Task:
Reproduce the lines below exactly. Skip images.

(Data entries)
##########

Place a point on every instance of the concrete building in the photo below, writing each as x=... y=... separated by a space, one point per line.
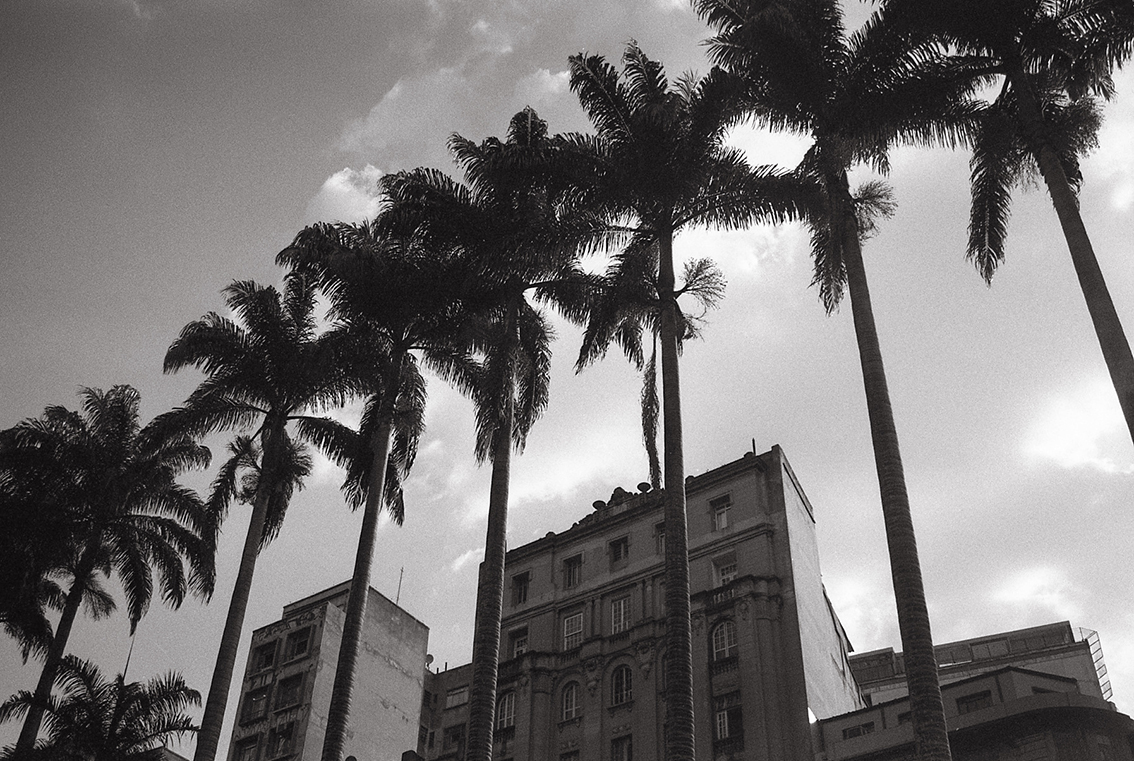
x=287 y=684
x=1033 y=694
x=583 y=632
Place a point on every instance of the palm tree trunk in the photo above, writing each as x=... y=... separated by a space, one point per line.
x=490 y=597
x=339 y=712
x=680 y=735
x=930 y=732
x=34 y=718
x=1108 y=328
x=213 y=719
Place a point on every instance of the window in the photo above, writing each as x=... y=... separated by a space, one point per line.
x=621 y=686
x=619 y=615
x=518 y=642
x=573 y=571
x=974 y=702
x=573 y=631
x=281 y=740
x=454 y=737
x=572 y=709
x=728 y=721
x=297 y=644
x=287 y=693
x=724 y=641
x=859 y=730
x=456 y=696
x=726 y=573
x=621 y=749
x=519 y=588
x=506 y=710
x=263 y=657
x=246 y=749
x=720 y=508
x=619 y=550
x=255 y=704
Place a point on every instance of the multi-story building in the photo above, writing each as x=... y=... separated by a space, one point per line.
x=1033 y=694
x=287 y=684
x=583 y=633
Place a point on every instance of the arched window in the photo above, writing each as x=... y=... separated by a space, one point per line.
x=621 y=685
x=724 y=641
x=572 y=708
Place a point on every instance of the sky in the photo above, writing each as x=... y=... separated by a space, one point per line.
x=153 y=152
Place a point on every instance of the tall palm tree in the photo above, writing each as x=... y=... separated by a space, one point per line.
x=1050 y=56
x=398 y=301
x=265 y=373
x=855 y=96
x=113 y=485
x=658 y=165
x=519 y=248
x=99 y=720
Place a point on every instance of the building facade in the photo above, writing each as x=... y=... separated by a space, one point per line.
x=287 y=684
x=582 y=648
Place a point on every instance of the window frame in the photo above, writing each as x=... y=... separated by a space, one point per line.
x=724 y=640
x=621 y=685
x=574 y=637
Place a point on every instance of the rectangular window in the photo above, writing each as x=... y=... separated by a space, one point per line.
x=297 y=644
x=619 y=550
x=519 y=588
x=246 y=749
x=727 y=719
x=720 y=509
x=621 y=749
x=573 y=631
x=506 y=710
x=263 y=657
x=859 y=730
x=456 y=696
x=974 y=702
x=255 y=704
x=454 y=738
x=726 y=574
x=573 y=571
x=619 y=615
x=518 y=642
x=288 y=691
x=281 y=740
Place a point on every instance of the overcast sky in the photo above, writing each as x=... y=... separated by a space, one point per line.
x=152 y=152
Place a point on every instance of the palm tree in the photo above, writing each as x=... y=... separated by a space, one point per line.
x=854 y=96
x=1050 y=56
x=504 y=219
x=658 y=165
x=397 y=299
x=112 y=484
x=264 y=375
x=99 y=720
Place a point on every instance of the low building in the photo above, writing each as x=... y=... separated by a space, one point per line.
x=287 y=684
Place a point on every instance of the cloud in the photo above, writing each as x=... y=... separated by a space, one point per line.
x=474 y=555
x=1083 y=428
x=348 y=195
x=1044 y=588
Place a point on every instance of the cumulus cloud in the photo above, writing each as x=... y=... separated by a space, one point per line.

##########

Solved problem:
Place a point on every instance of the concrete building in the photo below, writing each as x=... y=... separated by a space, one point per line.
x=287 y=684
x=1033 y=694
x=583 y=632
Place a point on every instance of the palm tree trunk in the photo above, writing each as x=... y=... separated by a space, one point per line.
x=490 y=597
x=339 y=712
x=680 y=735
x=930 y=732
x=34 y=718
x=1108 y=328
x=213 y=719
Place a point on every instance of the window in the photo above, writing each as x=... y=... separated by a space, one point per line.
x=621 y=686
x=619 y=615
x=518 y=642
x=573 y=571
x=974 y=702
x=573 y=631
x=281 y=740
x=454 y=737
x=572 y=709
x=728 y=721
x=297 y=644
x=287 y=693
x=724 y=641
x=859 y=730
x=456 y=696
x=726 y=573
x=621 y=749
x=519 y=588
x=506 y=710
x=263 y=657
x=246 y=749
x=720 y=508
x=619 y=550
x=255 y=704
Place a point on every instance of the multi-story building in the photo above, writing each as x=... y=... separated by a space, one point per line.
x=1033 y=694
x=287 y=684
x=583 y=633
Place a point on every instance of the arched window in the photo above, writing each as x=... y=... separated by a space, one point per line.
x=621 y=685
x=724 y=641
x=572 y=708
Place a point on every instance of the sky in the photo above, writing each as x=... y=... separated by a space, one point per line.
x=153 y=152
Place a point on every instance of the tall palm tree in the photo above, writing each as x=... y=... separated by a space, one point per line.
x=1050 y=56
x=398 y=301
x=265 y=373
x=855 y=96
x=113 y=485
x=658 y=165
x=519 y=248
x=99 y=720
Place a point on every instance of the building facade in the photo above, writing each as x=... y=... separated by a space, one point per line.
x=287 y=684
x=582 y=648
Place a point on every instance of the window frame in the photo above, writing each as x=... y=... separated by a space, one point per line.
x=724 y=640
x=621 y=685
x=574 y=637
Place a point on every instance of the rectangular window in the photo above, writing each as x=... y=... separated by a space, one point per line.
x=297 y=644
x=619 y=550
x=519 y=588
x=246 y=749
x=727 y=719
x=720 y=509
x=621 y=749
x=573 y=631
x=506 y=710
x=263 y=657
x=859 y=730
x=456 y=696
x=974 y=702
x=255 y=704
x=454 y=738
x=726 y=574
x=573 y=571
x=619 y=615
x=518 y=642
x=288 y=691
x=281 y=740
Place a point on every instance of the overcast sky in the photo above, writing each as x=... y=... separated by a space, one point per line.
x=152 y=152
Place a point on every instance of the palm tree in the photo above, writing each as x=... y=... separated by a space, one point per line.
x=854 y=96
x=1050 y=56
x=504 y=219
x=658 y=165
x=397 y=299
x=112 y=484
x=264 y=375
x=99 y=720
Place a point on every instance of the low building in the photo above, writing each as x=... y=... separated by a space, one point per line.
x=287 y=684
Place a point on every instance of the cloud in the photo above, writing each as x=... y=... separated by a space, one point per line.
x=474 y=555
x=1083 y=428
x=348 y=195
x=1044 y=588
Place a point on every instance of the cumulus cloud in the photo above, writing each as x=... y=... separated by a space, one point per line.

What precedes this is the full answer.